#### [Exercise instructions]
Output every record word for word.

Pointing and labeling entries:
::::::::::
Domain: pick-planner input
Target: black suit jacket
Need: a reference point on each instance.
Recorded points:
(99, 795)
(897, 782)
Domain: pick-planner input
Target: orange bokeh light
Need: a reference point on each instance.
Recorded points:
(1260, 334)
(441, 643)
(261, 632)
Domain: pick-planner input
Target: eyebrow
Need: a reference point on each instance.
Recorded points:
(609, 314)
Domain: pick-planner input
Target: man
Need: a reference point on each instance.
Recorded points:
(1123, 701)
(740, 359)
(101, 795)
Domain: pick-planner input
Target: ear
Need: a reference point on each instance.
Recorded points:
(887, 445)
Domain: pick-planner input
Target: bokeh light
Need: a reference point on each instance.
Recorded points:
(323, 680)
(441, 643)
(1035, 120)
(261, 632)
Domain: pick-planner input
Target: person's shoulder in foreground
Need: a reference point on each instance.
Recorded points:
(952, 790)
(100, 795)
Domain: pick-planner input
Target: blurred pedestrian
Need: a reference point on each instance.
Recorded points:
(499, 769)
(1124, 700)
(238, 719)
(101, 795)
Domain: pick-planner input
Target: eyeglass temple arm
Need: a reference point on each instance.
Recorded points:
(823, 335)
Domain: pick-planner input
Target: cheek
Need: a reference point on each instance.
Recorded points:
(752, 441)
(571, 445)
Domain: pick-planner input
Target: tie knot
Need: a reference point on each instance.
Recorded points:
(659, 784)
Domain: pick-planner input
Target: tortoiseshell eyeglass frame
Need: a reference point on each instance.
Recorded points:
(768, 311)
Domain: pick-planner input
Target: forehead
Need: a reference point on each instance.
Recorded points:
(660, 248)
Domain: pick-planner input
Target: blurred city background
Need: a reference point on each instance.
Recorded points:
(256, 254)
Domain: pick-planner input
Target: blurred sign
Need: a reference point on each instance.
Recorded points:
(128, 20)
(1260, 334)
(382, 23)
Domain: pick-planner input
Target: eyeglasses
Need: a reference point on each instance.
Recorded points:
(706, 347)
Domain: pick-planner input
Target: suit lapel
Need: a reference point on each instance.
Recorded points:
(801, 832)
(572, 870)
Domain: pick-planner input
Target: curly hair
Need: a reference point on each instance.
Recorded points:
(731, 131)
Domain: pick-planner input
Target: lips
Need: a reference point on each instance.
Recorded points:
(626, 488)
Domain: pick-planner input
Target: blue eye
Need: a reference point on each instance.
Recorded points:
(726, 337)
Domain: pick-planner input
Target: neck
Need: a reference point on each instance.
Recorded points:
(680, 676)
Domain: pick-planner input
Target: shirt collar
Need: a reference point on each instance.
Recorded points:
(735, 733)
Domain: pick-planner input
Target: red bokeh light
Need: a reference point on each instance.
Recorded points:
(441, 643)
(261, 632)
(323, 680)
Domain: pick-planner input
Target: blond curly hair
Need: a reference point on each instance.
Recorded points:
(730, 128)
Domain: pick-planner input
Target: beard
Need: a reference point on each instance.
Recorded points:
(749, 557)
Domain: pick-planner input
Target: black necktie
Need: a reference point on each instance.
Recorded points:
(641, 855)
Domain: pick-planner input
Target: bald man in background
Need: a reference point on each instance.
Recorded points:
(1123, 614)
::::::::::
#### [Reply]
Domain: pick-planner input
Target: black suit jacket
Need: a reference point on each instance.
Recorded points:
(99, 795)
(897, 782)
Domain: pick-planner input
Target: orange bokeh light
Need: a reference point on each instance.
Recorded points:
(1260, 334)
(441, 643)
(261, 632)
Domain: pick-planner input
Target: eyebrow
Need: a reference point on each instance.
Recorded points:
(609, 314)
Domain: pick-planner input
Target: man
Need: a reference point on each instance.
Recorded points:
(1123, 701)
(740, 359)
(101, 795)
Domain: pick-planner input
Target: ear
Need: a reference point on each instance.
Recorded points:
(887, 445)
Domain: pick-planner input
Target: bokeh light
Need: a reference point on each instance.
Recorded points:
(323, 680)
(441, 643)
(1035, 120)
(261, 632)
Domain: pick-planner input
Target: person's shoulder in foreground
Need: a reference point on each instance.
Recorded points:
(952, 790)
(100, 795)
Domain: pick-planner input
Target: blurred pedestrian
Need: a reference point on each instance.
Recorded points:
(499, 769)
(1124, 700)
(238, 719)
(101, 795)
Domain: pick-planner input
Target: eyeglass temple arm
Need: a reference point on each instance.
Recorded points:
(823, 335)
Domain: pick-planner input
Target: cheek
Need: a reference point on each instance.
Recorded points:
(752, 441)
(571, 445)
Domain: pick-planner input
Target: tie knot
Need: a reference point on each instance.
Recorded points:
(659, 784)
Domain: pick-planner input
Target: tortoiseshell eyeglass frame
Need: a reference point on each instance.
Recorded points:
(768, 311)
Domain: pick-planner input
Target: forehead
Need: a reference point on each instance.
Recorded points:
(660, 248)
Domain: pick-planner input
Target: blurred city background
Need: a reference point on each instance.
Recorded points:
(256, 254)
Domain: pick-planner input
Target: blurred sign
Need: a reference point on each instance.
Recorded points:
(128, 20)
(1260, 334)
(382, 23)
Domain: pick-planner input
Target: eyeglasses
Need: a reference point on each instance.
Recorded points:
(706, 347)
Domain: pick-planner input
Target: suit lapel
Need: a reference point on each instance.
Recorded points:
(801, 832)
(572, 870)
Domain: pick-planner input
Target: curly hair
Need: a reference point on each instance.
Recorded points:
(731, 131)
Domain: pick-planner input
Target: lips
Need: a reference point on each instance.
Recorded points:
(626, 488)
Domain: pick-planner input
Target: blue eye
Need: a reference point on each instance.
Recorded points:
(726, 337)
Domain: pick-planner input
Target: neck
Need: a reference point on each instance.
Recorded points:
(680, 676)
Domain: pick-planner input
Target: shirt collar
Need: a reference point on each instance.
Recorded points:
(735, 733)
Domain: pick-planner input
Target: red bokeh light
Need: a reference point on each instance.
Recorded points:
(441, 643)
(261, 632)
(323, 680)
Domain: pick-planner input
Target: blond curly hair
Need: a reference point on each instance.
Recorded points:
(730, 128)
Domain: pick-planner input
Target: beard
Need: a reference point on each instance.
Recorded points:
(749, 557)
Domain: pick-planner input
Target: black necktie
Need: a reference point on each instance.
Recorded points:
(641, 855)
Domain: pick-planner input
Target: bald man in background
Need: a reference point on each instance.
Recorded points:
(1123, 614)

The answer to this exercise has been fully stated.